→ **Dataset content**:

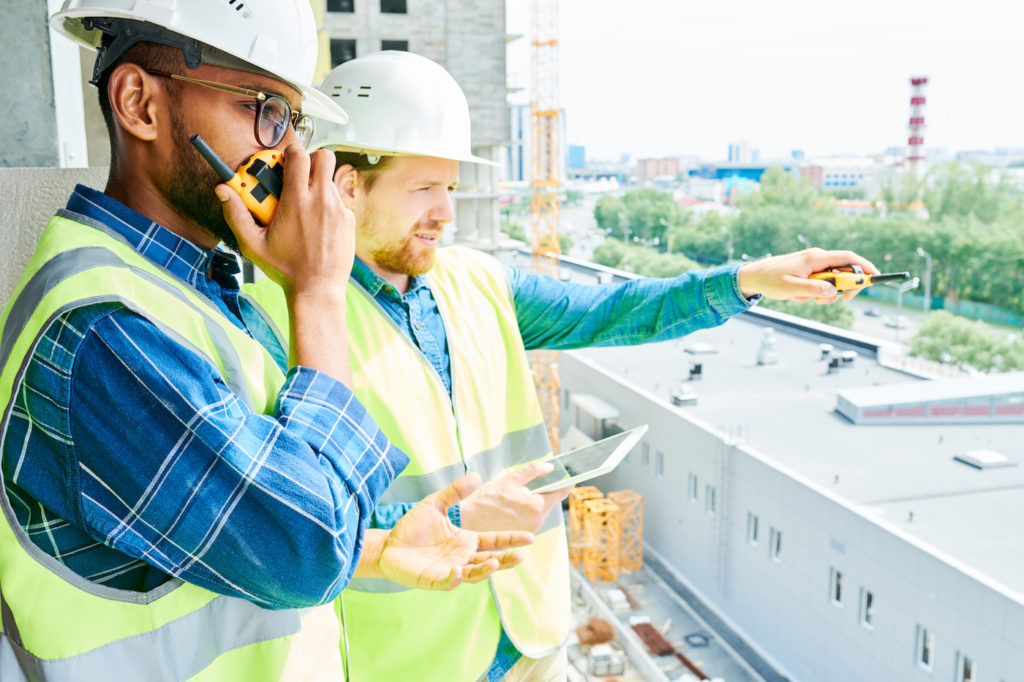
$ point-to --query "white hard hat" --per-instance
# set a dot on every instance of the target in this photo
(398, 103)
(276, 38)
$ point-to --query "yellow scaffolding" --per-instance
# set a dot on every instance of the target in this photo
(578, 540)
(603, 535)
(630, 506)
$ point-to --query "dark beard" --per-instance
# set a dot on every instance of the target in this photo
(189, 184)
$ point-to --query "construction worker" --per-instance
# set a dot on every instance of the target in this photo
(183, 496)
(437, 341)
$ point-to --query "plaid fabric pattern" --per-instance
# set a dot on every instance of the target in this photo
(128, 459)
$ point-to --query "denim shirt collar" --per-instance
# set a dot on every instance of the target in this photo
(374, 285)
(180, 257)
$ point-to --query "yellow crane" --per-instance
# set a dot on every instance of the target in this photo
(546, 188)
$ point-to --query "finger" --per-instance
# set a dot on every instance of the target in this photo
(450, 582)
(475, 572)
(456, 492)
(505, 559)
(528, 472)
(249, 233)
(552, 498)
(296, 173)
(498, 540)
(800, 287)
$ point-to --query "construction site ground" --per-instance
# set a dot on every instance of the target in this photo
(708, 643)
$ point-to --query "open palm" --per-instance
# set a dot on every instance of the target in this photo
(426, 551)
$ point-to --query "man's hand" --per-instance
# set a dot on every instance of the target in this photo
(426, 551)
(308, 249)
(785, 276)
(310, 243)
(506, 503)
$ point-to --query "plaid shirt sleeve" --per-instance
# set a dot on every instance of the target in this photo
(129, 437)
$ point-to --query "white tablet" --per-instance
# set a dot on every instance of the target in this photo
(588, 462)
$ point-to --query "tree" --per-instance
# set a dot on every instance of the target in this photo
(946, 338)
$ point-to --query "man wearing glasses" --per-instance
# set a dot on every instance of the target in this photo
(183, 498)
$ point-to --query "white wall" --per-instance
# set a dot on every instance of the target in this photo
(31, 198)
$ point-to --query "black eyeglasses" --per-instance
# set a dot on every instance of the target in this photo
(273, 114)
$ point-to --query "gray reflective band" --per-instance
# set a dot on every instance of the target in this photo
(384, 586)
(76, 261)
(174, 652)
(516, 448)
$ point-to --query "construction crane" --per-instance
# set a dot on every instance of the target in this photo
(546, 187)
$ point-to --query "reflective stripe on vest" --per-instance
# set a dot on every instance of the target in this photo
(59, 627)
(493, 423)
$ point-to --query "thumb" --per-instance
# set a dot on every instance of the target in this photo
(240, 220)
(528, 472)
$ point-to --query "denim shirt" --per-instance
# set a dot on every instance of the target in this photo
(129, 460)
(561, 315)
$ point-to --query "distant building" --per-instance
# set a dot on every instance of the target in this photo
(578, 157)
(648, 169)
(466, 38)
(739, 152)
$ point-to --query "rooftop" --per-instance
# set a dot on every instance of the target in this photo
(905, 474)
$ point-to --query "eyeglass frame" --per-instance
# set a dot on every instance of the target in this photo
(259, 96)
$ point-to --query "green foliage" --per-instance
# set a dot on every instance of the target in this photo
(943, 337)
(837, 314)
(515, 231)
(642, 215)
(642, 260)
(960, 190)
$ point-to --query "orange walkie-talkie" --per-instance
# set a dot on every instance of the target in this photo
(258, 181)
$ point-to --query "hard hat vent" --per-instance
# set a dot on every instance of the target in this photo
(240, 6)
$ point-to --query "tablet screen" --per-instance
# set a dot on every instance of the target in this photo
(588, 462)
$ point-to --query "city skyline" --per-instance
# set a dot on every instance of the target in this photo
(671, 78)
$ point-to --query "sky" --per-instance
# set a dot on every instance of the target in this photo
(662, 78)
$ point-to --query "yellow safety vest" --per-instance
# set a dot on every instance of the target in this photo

→ **Task to carry out**:
Retype all entries exactly as they appear, dropping the images.

→ **Solution**:
$ point-to --query "white hard hat" --per-instance
# set a dot on every instance of the target in this photo
(398, 103)
(276, 38)
$ point-to --query "yellow scaffolding" --per-instance
# set a dot on every instance of the target in this photo
(578, 540)
(603, 535)
(630, 506)
$ point-to --query "dark beard" --per-instance
# set a dot on every instance of the target in this photo
(189, 184)
$ point-to --query "construction worker" --per-instance
# set a dot on every instance of the target in this photo
(183, 496)
(437, 341)
$ point-to --query "plaid fabric pattern" --per-instance
# set a dot on every instance of the target in this photo
(128, 459)
$ point-to --query "denim shirt collar" --per-instance
# set a dot on every instance of the target in this photo
(374, 285)
(180, 257)
$ point-to --query "yellow crane" --per-instance
# set a dot on every instance of the target in this photo
(546, 188)
$ point-to --query "finger" --per-instance
# set a dot on every instance of the target in this photo
(450, 582)
(475, 572)
(456, 492)
(505, 559)
(528, 472)
(249, 233)
(552, 498)
(296, 173)
(498, 540)
(800, 287)
$ point-to --query "construction site ground" --per-instance
# set a dot on every instance of the target in this photo
(708, 643)
$ point-to --query "open palm" --per-instance
# set a dot on every instance of the target in this photo
(426, 551)
$ point-to --query "man's hand" --per-instance
# set a dot on every instance of the target in this photo
(426, 551)
(308, 249)
(785, 276)
(310, 243)
(506, 503)
$ point-to --query "plaid shirt sleeve" --per-instance
# set a dot on every instance of the target in this photo
(129, 437)
$ point-to --query "white tablet" --per-instance
# set a dot on every instance of the target in this photo
(588, 462)
$ point-to --query "tree" --per-instance
# set a dot on every instance of the target in this photo
(946, 338)
$ point-to --query "man wearing glasses" --per-instance
# set a dot on every instance of the target in this photo
(183, 498)
$ point-to --query "white wall" --per-instance
# set a dot on every instance of the target in this photo
(31, 198)
$ point-to --query "black eyeglasses" --per-instance
# set a dot on every instance of the target in this photo
(273, 114)
$ point-to --query "gray reflective band" --per-instance
# set a dot on every instance of the target in this photo
(384, 586)
(76, 261)
(174, 652)
(516, 448)
$ point-to --query "construction crane" --per-instance
# set a dot on every instance of the target in this photo
(546, 187)
$ point-to --query "reflective stripe on vest" --per-instance
# set a dot on every instance of the target in this photo
(59, 627)
(493, 423)
$ point-to --query "thumb" --per-instance
# set a dot on every instance of the target in this photo
(240, 220)
(528, 472)
$ point-to --query "denim shirt" --per-instance
# set a dot on every instance of the target in this photo
(129, 460)
(561, 315)
$ point-to --query "distant building" --per-instance
# set a dot on every instance of the target in this photo
(578, 157)
(648, 169)
(466, 38)
(739, 152)
$ point-to --query "rooftop" --per-instance
# set a dot on every instance of the target in this photo
(905, 474)
$ point-to --query "eyeglass frame" --per-instance
# set a dot on every instance of the target in this photo
(259, 96)
$ point-to --query "green foliage" --per-instance
# set a dot on every instance of the target in this photo
(943, 337)
(837, 314)
(515, 231)
(642, 215)
(642, 260)
(960, 190)
$ point-to --query "orange walkie-talkie" --per-instance
# set a dot on every instance of the target in this photo
(258, 181)
$ point-to --query "hard hat vent" --per-instance
# set a dot on every instance of the target in this photo
(240, 6)
$ point-to --query "tablet screen" --per-instance
# set a dot on every instance of the target in this photo
(588, 462)
$ point-to --query "city skyline" --per-instance
# set a dot on every instance of the target in this photo
(671, 78)
$ point-to --query "sky" --per-instance
# set a dot on every instance of the target in this photo
(662, 78)
$ point-to --query "yellow safety vest" --per-instance
# set a dot on every instance of the target in this photo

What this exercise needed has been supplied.